## DATA SECTION

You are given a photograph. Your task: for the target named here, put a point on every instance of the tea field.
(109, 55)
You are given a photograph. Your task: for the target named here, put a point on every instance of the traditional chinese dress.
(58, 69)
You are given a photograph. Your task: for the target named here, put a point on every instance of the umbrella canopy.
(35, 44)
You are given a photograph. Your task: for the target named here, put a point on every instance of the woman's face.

...

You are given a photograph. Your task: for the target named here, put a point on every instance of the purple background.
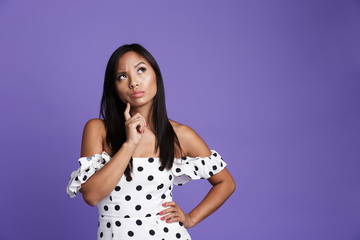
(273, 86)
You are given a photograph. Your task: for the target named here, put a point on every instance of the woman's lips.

---

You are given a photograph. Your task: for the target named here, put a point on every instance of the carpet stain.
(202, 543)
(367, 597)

## BRIEF
Return every line of the records that contains the string "instance".

## FINISHED EXERCISE
You are given a photograph. Your task: for the target named here, put a point on every instance of the tea field.
You are given a photograph. Your task: for the target named here, put a point on every instance of the traditional chinese dress.
You are given a photograph. Your task: for the target named here, put a point on every instance of the umbrella canopy.
You are given a photograph. Your task: for the target named here, put a point on every instance of the woman's face.
You are given a photograph. Your task: for the target named here, put a point on every instance of the purple background.
You are given a photograph. Your task: for the target named here, put a point on every instance of the woman's lips.
You are given a photograph. Your task: for the target named here, put a point on every instance of the carpet stain.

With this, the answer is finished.